Geoffrey of Monmouth
The first surviving mention is in Geoffrey of Monmouth's
Historia Regum Britanniae, where she enters the
story as the wife of Gorlois, Duke of
Cornwall.
King Uther Pendragon falls in love with her
and attempts to force his attentions on her at his court. She
informs her husband who departs with her to Cornwall without
asking leave. This sudden departure gives
Uther Pendragon an excuse
to make war on Gorlois. Gorlois conducts the war from the castle
of Dimilioc but places his wife in safety in the castle of
Tintagel.
Disguised as Gorlois by
Merlin, Uther Pendragon is able to
enter Tintagel to satisfy his lust. He manages to rape Igraine
by deceit - Igraine believes that she is lying with her husband
and becomes pregnant with Arthur.
Her husband Gorlois dies in battle
that same night. Geoffrey does not say, and later accounts
disagree, as to whether Gorlois died before or after Arthur was
begotten (something that might be important in determining
whether or not a child could be made legitimate by a later
marriage to its true father). Uther Pendragon later marries
Igraine.
According to
Geoffrey of Monmouth,
Igraine also bore a daughter Anna to Uther Pendragon, this Anna
later becoming the mother of Gawain and Mordred. Yet Geoffrey of
Monmouth also refers to King Hoel of
Brittany as Arthur's nephew and presents a prophecy that
to Uther's daughter will be born a line of seven kings,
something true if Howel is Anna's son, but not true if only
Gawain or Mordred are Anna's sons. There is confusion here,
especially as Welsh genealogies name an Anna as Howel's mother
but one not connected to Uther Pendragon.
Robert de Boron
In Robert de Boron's later Merlin, Igraine's
previous husband is an unnamed Duke of
Tintagel and it is by him that
she becomes the mother of two unnamed daughters. One marries
King Lot and by him becomes the mother of
Gawain, Mordred, Gaheriet and
Guerrehet. A second daughter, also unnamed in some variants but
in some named Morgaine, is married to a certain King Nentres of
Garlot. A third illegitimate daughter of the Duke of Tintagel is
sent to a school and there learns so much she becomes the great
sorceress Morgue Le Fay.
In fact Morgue and Morgaine are
respectively the nominative and oblique forms of the same name.
Indeed no accounts outside of de Boron's Merlin mentions that
Morgan Le Fay is illegitimate and therefore in this version
Arthur's step-sister. According to
Robert de Boron, Igraine
died before her second husband.

**Stored rows**:
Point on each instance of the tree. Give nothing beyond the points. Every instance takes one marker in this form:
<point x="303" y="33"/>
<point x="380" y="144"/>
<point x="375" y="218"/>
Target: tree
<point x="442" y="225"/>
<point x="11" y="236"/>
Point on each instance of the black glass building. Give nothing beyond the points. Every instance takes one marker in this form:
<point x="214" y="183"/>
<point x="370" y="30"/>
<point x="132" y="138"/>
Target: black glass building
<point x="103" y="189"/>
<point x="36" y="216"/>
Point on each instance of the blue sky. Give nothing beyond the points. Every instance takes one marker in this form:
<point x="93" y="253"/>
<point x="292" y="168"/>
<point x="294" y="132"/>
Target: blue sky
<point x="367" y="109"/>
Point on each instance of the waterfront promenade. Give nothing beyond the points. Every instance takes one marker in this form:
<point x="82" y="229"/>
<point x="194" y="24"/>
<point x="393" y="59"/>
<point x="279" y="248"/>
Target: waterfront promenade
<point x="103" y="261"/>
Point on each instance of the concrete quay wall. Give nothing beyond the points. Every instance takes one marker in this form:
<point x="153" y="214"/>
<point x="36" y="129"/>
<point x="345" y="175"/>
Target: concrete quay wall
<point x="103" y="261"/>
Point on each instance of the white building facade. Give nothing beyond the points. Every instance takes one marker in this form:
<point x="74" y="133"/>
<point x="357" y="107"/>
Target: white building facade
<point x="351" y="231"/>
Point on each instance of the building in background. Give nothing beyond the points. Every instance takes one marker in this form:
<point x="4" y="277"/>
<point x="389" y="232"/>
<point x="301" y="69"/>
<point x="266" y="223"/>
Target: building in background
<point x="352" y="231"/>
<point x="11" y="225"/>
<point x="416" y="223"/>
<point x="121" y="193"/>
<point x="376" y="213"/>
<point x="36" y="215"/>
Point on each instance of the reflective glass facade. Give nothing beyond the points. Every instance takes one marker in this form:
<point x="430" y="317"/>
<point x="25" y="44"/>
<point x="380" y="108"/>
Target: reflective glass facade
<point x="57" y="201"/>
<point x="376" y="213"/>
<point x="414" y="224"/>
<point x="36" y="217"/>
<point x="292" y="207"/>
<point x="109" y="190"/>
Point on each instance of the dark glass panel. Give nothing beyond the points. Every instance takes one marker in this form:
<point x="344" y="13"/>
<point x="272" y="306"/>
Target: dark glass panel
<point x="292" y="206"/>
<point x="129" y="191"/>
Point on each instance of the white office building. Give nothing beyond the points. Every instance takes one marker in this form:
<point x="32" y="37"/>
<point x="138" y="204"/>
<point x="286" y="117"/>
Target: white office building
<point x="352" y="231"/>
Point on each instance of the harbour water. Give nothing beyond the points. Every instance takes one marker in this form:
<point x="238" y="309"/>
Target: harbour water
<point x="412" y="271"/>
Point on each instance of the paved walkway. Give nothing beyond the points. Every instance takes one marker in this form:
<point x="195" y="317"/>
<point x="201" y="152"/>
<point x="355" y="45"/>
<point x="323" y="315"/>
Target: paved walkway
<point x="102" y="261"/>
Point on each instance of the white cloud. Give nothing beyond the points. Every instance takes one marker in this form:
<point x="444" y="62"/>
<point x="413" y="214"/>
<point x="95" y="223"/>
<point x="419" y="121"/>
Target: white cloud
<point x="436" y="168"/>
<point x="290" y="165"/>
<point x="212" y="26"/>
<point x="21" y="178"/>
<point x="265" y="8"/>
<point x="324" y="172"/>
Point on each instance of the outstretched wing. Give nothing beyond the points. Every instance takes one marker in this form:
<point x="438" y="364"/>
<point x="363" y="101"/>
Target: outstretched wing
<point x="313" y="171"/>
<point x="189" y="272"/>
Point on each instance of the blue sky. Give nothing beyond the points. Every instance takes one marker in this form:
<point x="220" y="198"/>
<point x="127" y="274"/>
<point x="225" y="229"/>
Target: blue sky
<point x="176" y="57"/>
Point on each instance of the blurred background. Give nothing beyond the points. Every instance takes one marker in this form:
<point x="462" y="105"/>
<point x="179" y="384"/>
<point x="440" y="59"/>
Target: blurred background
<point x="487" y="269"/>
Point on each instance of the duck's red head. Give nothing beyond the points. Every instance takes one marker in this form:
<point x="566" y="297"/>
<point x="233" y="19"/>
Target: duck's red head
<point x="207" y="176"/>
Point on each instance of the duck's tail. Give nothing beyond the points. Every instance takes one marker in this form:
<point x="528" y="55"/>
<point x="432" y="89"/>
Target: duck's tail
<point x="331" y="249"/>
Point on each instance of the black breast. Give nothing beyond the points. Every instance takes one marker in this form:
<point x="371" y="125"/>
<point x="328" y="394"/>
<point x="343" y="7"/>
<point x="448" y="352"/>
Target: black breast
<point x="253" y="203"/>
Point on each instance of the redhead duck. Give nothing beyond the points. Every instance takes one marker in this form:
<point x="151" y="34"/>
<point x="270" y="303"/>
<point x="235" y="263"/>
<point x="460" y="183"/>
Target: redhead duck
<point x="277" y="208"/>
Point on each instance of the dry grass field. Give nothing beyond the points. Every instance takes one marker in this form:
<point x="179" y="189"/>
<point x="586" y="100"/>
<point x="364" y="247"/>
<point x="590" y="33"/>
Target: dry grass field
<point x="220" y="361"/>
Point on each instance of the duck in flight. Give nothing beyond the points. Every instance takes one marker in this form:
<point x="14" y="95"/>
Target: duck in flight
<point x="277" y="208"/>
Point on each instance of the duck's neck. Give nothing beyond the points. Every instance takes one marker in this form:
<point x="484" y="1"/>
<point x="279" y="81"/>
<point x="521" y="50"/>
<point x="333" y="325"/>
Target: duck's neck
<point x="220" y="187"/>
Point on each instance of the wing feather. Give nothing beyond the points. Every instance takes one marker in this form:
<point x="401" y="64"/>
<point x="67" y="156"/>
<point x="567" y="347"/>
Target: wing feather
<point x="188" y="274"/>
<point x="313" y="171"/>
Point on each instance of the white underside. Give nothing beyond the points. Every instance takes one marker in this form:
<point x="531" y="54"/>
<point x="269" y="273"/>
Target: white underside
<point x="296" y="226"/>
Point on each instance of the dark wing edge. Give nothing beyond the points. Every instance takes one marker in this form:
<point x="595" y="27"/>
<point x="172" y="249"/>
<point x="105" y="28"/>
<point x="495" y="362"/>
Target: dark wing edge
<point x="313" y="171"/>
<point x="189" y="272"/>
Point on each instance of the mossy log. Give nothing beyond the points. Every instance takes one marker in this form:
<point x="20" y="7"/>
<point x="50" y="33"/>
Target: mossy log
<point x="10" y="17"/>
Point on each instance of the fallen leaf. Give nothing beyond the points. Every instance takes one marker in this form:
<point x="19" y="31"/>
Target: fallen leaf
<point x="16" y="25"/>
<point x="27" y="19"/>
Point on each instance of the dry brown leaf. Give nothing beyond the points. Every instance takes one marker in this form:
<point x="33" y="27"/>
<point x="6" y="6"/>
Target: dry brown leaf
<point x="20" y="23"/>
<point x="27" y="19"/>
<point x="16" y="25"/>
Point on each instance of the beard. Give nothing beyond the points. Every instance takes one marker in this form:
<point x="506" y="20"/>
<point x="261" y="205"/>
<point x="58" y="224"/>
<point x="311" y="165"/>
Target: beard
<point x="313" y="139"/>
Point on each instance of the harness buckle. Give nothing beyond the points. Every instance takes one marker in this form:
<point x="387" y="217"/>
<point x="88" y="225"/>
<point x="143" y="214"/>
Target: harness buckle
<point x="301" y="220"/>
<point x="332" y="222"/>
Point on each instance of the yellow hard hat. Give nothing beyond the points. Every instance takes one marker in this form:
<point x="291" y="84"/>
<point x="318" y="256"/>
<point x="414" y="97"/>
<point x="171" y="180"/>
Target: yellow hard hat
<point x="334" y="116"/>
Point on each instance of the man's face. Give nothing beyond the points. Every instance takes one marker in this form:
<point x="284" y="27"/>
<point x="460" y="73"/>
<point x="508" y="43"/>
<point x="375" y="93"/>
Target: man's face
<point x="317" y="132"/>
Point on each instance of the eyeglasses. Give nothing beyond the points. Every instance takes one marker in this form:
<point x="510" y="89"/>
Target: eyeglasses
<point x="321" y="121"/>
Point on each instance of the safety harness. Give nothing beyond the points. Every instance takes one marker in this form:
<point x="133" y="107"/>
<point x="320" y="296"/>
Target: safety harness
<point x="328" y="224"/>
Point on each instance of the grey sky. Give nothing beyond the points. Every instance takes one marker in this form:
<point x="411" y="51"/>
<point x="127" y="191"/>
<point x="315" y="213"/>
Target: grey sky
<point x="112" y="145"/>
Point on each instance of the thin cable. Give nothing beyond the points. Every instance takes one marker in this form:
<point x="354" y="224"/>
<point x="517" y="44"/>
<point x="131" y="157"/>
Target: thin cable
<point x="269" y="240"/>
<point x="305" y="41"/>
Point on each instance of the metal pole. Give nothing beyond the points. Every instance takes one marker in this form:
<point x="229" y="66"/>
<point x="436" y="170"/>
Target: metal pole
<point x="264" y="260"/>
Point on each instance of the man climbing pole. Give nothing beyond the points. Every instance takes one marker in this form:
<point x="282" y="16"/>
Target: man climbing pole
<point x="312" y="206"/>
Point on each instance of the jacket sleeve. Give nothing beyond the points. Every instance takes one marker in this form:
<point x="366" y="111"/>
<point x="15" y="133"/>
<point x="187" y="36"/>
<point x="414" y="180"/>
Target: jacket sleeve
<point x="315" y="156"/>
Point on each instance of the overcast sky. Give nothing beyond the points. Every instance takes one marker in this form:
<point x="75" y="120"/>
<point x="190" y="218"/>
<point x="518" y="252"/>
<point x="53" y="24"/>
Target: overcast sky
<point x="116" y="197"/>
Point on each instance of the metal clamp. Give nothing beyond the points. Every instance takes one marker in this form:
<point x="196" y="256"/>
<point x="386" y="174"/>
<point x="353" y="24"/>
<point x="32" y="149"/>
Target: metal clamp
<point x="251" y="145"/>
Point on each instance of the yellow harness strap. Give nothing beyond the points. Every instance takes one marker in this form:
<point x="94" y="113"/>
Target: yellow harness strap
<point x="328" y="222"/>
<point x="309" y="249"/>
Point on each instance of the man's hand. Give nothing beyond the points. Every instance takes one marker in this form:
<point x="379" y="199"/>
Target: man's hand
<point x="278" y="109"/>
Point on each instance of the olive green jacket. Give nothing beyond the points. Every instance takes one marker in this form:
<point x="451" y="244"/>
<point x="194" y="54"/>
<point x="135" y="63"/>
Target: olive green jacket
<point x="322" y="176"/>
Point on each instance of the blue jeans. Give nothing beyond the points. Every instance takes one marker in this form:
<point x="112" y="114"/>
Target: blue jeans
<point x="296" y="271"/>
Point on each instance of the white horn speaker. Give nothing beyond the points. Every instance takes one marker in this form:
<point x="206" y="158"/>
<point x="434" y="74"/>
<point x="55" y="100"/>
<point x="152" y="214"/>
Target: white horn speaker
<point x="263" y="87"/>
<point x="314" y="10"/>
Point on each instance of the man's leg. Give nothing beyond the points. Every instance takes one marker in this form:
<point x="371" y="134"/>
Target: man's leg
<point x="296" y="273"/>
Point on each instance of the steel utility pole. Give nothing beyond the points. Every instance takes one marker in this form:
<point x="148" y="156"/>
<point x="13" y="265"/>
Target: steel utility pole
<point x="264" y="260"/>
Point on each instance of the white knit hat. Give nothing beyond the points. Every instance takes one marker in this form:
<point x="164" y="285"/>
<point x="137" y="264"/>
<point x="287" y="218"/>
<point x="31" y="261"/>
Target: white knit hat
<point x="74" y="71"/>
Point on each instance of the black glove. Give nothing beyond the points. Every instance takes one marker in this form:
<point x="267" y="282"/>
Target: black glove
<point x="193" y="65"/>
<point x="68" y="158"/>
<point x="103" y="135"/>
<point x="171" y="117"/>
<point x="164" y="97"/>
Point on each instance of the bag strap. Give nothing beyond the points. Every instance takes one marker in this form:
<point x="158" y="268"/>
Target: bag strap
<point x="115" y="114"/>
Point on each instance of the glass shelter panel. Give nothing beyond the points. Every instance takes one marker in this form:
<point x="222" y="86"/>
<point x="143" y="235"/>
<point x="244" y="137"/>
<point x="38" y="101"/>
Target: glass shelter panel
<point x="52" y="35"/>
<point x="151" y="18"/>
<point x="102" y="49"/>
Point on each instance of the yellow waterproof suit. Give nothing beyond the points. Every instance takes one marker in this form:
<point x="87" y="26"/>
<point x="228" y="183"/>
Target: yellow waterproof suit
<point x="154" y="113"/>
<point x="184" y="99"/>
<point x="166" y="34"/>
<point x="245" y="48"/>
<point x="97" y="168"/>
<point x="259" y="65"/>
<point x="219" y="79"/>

**The tasks**:
1 > Report every line of the records that contains the word "wall", copied in full; case counts.
2 > Pick up the passage on Igraine after its last sentence and continue it.
The passage on Igraine and the records come from separate sources.

**Response list**:
1 >
Point on each instance of the concrete quay wall. Give nothing beyond the points. Every instance takes one marker in this form:
Target: concrete quay wall

2 >
In the
Vulgate Cycle Merlin
Ygraine is provided with two earlier husbands, one named Hoel
who is the father of two daughters: Gawain's mother and a
daughter named Blasine who marries King Nentres of Garlot. After
Hoel's death Ygraine marries the Duke of
Tintagel and by him becomes
mother of three more daughters: a third daughter who marries a
King Briadas and becomes mother of King Angusel of
Scotland (in no other extant text
made Arthur's nephew), a fourth daughter named Hermesent who
marries King Urien and becomes mother of Ywain the Great, and a
fifth daughter who is Morgan le Fay.
(It is possible this Hoel derives
from Geoffrey's confused statement that Igraine's eldest
daughter had by her first husband Howel which was misunderstood
to refer instead to a supposed first husband of Igraine named
Howel/Hoel.)
Culhwch and Olwen
The Welsh tale Culhwch and Olwen also mentions Gormant son of
Rica, half-brother to Arthur on his mother's side, his father
the chief elder of Cornwall. One might suppose Rica to be
another name for Gorlois (though Welsh translations of Geoffrey
name him Gwrlais), but we also have in Geoffrey's account a
Gormant the African who is king of Ireland (based on the villain
of the French chançon de geste called Gormant et Isenbart) and
this Gormant might be hiding here also as Gormant ap Rica, this
being a possible corruption of Gormant Africa.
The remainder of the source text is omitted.